[start of EXTRACTED RECORDS]
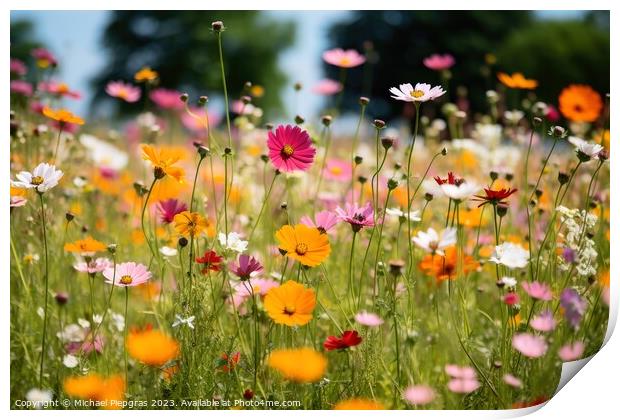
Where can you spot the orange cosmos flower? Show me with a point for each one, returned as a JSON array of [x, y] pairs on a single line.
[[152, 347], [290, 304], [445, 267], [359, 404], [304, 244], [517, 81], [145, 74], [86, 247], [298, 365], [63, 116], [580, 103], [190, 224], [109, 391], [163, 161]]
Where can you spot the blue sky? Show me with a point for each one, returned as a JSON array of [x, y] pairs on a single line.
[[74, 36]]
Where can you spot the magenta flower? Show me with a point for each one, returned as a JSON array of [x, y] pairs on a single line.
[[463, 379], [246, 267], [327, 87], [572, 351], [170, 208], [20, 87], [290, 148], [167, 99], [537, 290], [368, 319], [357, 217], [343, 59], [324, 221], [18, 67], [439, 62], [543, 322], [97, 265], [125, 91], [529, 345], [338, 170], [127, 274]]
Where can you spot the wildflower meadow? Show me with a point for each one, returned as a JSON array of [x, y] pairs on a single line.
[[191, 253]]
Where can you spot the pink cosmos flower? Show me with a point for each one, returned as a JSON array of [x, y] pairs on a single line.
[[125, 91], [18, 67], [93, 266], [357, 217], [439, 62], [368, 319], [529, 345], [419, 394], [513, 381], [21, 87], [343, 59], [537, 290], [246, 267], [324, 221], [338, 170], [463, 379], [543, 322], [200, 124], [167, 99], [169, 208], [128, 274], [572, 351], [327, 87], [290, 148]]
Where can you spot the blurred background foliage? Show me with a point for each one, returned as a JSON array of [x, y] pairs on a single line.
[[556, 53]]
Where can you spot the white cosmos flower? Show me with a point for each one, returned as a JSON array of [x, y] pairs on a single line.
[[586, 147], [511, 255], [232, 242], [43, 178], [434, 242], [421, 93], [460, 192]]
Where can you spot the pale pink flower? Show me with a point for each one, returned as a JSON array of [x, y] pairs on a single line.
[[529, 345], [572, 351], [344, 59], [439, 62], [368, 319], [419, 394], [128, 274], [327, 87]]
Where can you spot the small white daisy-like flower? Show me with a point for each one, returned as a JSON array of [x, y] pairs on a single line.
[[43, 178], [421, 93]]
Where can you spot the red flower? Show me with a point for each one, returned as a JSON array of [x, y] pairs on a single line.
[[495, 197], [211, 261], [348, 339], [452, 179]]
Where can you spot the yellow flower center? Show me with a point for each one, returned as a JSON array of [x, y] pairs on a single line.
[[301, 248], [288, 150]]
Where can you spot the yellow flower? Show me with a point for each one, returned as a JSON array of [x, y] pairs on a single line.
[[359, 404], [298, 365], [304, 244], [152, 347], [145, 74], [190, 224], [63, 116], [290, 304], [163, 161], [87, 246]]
[end of EXTRACTED RECORDS]
* _YOUR GOAL_
Can you reproduce every row above verbatim, leaving out the pictures?

* _CORRECT ANSWER_
Where can you spot the orange cosmos flower? Show me with a point for each one, returned as a JSON array of [x, y] pairs on a single line.
[[152, 347], [290, 304], [445, 267], [359, 404], [304, 244], [517, 81], [145, 74], [86, 247], [298, 365], [63, 116], [580, 103], [190, 224], [109, 391], [163, 161]]
Where can you spot the blue sky? Show me with a point for each one, returned as a JSON array of [x, y] pairs on a single line.
[[74, 36]]
Where can you spot the magenta flower? Show me with a point for each one, returned as a JSON array of [x, y] pairs on a single line.
[[463, 379], [246, 267], [327, 87], [572, 351], [170, 208], [20, 87], [290, 148], [167, 99], [537, 290], [368, 319], [357, 217], [343, 59], [324, 221], [18, 67], [439, 62], [543, 322], [97, 265], [125, 91], [529, 345], [338, 170], [127, 274]]
Where can you spot the wildflower meadow? Show me with a point for each one, returned as a JSON array of [x, y] pairs on a single line.
[[191, 253]]
Where can you spot the pink cosmos flower? Show me with a point for each one, returned as a JSON array of [x, y] pairs on a single line.
[[125, 91], [18, 67], [93, 266], [357, 217], [439, 62], [368, 319], [529, 345], [419, 394], [513, 381], [21, 87], [343, 59], [537, 290], [246, 267], [324, 221], [338, 170], [463, 379], [543, 322], [200, 124], [167, 99], [169, 208], [128, 274], [572, 351], [327, 87], [290, 148]]
Where can you spot the blurred background foliage? Show me with a point for each one, returned as a JSON array of [x, y] pairs on a single line.
[[556, 53]]
Where can you spot the white cosmos flower? Show me with a point for each one, returned as a JSON array of [x, y] pairs on a single line.
[[586, 147], [511, 255], [232, 242], [43, 178], [434, 242], [421, 93], [460, 192]]
Where can you spot the pale pink flower? Show me with a point for each one, returned as a JSON array of [x, y] pairs on a single line.
[[529, 345], [572, 351], [344, 59], [439, 62], [368, 319], [419, 394], [128, 274], [327, 87]]
Where can you spot the small white daisy-like flower? Show me with a point for each one, returned as a JSON array of [x, y] pairs on a single line.
[[43, 178], [421, 93]]
Where can you spot the red flower? Show me with a point for each one, returned as a JSON array of [x, y] pairs on a single line.
[[495, 197], [211, 261], [348, 339], [452, 179]]
Where can you spot the yellow flower center? Show me with a point for each one, returned as a JSON array of [x, y] pairs on a single line.
[[301, 248], [288, 150]]
Where can you spot the yellow flower? Show me with a point for each one, returned as a JSON array of [x, y] pairs on a single line.
[[359, 404], [298, 365], [304, 244], [152, 347], [145, 74], [190, 224], [63, 116], [290, 304], [163, 161], [87, 246]]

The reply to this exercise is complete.